| TASK ITEM |
Return every line of the listing, exactly as it reads.

| RECORDED INFORMATION |
· · · · · · ·

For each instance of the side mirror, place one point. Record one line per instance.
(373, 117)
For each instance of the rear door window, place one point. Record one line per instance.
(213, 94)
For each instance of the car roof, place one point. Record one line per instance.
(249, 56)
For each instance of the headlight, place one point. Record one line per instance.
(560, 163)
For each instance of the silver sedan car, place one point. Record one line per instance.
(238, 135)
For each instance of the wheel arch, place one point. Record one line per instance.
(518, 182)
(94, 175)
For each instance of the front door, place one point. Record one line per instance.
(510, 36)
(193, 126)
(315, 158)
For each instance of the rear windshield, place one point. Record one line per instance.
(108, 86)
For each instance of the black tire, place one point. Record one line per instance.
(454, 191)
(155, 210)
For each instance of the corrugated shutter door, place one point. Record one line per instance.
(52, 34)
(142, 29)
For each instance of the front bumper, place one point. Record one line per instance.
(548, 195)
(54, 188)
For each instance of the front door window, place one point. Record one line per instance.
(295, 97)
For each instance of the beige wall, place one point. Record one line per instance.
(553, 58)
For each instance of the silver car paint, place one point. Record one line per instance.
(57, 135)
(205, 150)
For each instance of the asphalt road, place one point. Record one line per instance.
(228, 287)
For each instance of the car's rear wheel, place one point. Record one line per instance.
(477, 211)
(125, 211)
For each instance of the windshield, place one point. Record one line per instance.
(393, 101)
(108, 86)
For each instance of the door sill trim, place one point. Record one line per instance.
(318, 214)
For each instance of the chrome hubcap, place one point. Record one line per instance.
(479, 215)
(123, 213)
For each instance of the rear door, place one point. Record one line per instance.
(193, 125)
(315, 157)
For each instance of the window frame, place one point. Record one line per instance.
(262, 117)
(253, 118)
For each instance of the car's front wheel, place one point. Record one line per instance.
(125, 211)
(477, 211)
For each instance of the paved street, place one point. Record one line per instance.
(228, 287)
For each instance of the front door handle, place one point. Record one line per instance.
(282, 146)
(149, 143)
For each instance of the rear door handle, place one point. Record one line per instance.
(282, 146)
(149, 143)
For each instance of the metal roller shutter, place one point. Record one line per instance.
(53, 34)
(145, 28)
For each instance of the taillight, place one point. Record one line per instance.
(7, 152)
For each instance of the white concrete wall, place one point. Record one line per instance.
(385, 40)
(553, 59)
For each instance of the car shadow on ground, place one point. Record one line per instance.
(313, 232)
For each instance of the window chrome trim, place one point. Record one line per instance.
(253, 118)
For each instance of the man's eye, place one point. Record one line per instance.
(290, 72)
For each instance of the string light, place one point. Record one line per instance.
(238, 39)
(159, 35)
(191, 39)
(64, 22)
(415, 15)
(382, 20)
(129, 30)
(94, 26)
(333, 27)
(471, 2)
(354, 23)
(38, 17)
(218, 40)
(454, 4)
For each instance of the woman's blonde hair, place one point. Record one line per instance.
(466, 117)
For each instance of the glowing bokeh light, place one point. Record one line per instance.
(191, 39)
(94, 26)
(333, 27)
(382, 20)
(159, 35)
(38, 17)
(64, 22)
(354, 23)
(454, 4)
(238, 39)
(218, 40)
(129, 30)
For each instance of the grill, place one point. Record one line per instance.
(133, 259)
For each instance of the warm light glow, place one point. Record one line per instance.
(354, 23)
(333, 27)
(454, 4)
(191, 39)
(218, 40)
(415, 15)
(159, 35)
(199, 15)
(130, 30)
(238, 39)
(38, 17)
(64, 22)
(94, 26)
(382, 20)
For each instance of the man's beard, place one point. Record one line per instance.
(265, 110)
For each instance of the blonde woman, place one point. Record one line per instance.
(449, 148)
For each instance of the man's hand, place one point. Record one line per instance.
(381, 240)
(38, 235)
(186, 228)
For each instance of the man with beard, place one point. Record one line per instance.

· · · · · · ·

| OUTPUT FOR THIS TASK |
For each instance of the side mirror, place one point. Record one line per instance.
(373, 117)
For each instance of the rear door window, place one point. Record one line per instance.
(213, 94)
For each instance of the car roof, place one point. Record one line per instance.
(249, 56)
For each instance of the headlight, place one point. Record one line per instance.
(560, 163)
For each instance of the silver sedan car, place one point. Record one line per instance.
(238, 135)
For each instance of the wheel arch, place one point. Record one line per instance.
(518, 182)
(94, 175)
For each instance of the front door, place one point. Record one line per instance.
(510, 36)
(193, 126)
(315, 158)
For each instance of the rear windshield, place one point. Record one line per instance.
(108, 86)
For each instance of the black tire, place one point. Record one line per instance.
(454, 191)
(155, 210)
For each instance of the corrugated shutter door, place one point. Record one line per instance.
(52, 34)
(142, 29)
For each instance of the front bumper, place one point. Record one line per instance.
(548, 195)
(54, 188)
For each instance of the front door window, place one point. Record one line per instance.
(295, 97)
For each instance of the beige wall, place one point. Record one line per instance.
(553, 58)
For each instance of the silver car paint, place one point. Record one line per instance.
(57, 135)
(205, 150)
For each instance of the asphalt road, place one point. Record one line per instance.
(228, 287)
For each instance of the car's rear wheel, place one point. Record one line per instance.
(477, 211)
(125, 211)
For each instance of the windshield, place one point. Record one line per instance.
(393, 101)
(108, 86)
For each instance of the door sill trim, place one point. Record one line per instance.
(318, 214)
For each instance of the chrome hubcap, place one point. Record one line per instance.
(479, 215)
(123, 213)
For each instance of the rear door, place one point. Record one line per instance.
(193, 125)
(315, 157)
For each instance of the window frame, place one point. Record one line per instance.
(262, 117)
(253, 118)
For each instance of the car's front wheel, place one point. Record one line per instance.
(125, 211)
(477, 211)
For each instance of the paved street, place one point. Record one line per instance.
(228, 287)
For each instance of the front door handle, place one point. Record one line per instance.
(282, 146)
(149, 143)
For each instance of the rear door handle, place one point. Record one line per instance.
(282, 146)
(149, 143)
For each instance of the metal roller shutter, place one point. Record one line per instance.
(53, 34)
(145, 28)
For each instance of the taillight, place one point. Record one line per instance.
(7, 152)
For each instance of the white concrete wall, place one point. Record one line per instance.
(385, 40)
(553, 59)
For each instance of the car shadow on ground, place one point. Record one line per instance.
(313, 232)
For each instance of the window chrome trim, place one point. Record one line per instance.
(253, 118)
For each instance of the man's eye, place one point. Record one line per instance.
(290, 72)
For each instance of the string light, place one point. Record one line per instance.
(238, 39)
(159, 35)
(191, 39)
(64, 22)
(415, 15)
(382, 20)
(129, 30)
(94, 26)
(333, 27)
(471, 2)
(354, 23)
(38, 17)
(218, 40)
(454, 4)
For each instance of the woman's blonde hair, place one point. Record one line per instance.
(466, 117)
For each instance of the glowing bokeh light, place one point. Record one line per instance.
(191, 39)
(94, 26)
(333, 27)
(382, 20)
(159, 35)
(38, 17)
(64, 22)
(354, 23)
(454, 4)
(238, 39)
(218, 40)
(129, 30)
For each instance of the grill, place one point. Record one line per instance.
(133, 259)
For each instance of the warm light glow, place one point. Record one line per instance.
(354, 23)
(333, 27)
(454, 4)
(191, 39)
(218, 40)
(415, 15)
(159, 35)
(199, 15)
(130, 30)
(238, 39)
(38, 17)
(64, 22)
(94, 26)
(382, 20)
For each instance of the man's beard, place one point. Record one line per instance.
(265, 110)
For each instance of the blonde woman, place one point. Record one line per instance.
(449, 148)
For each instance of the man's hand, place one point. Record one line per instance.
(381, 240)
(38, 235)
(186, 228)
For each instance of the man with beard, place one point. Record one line per instance.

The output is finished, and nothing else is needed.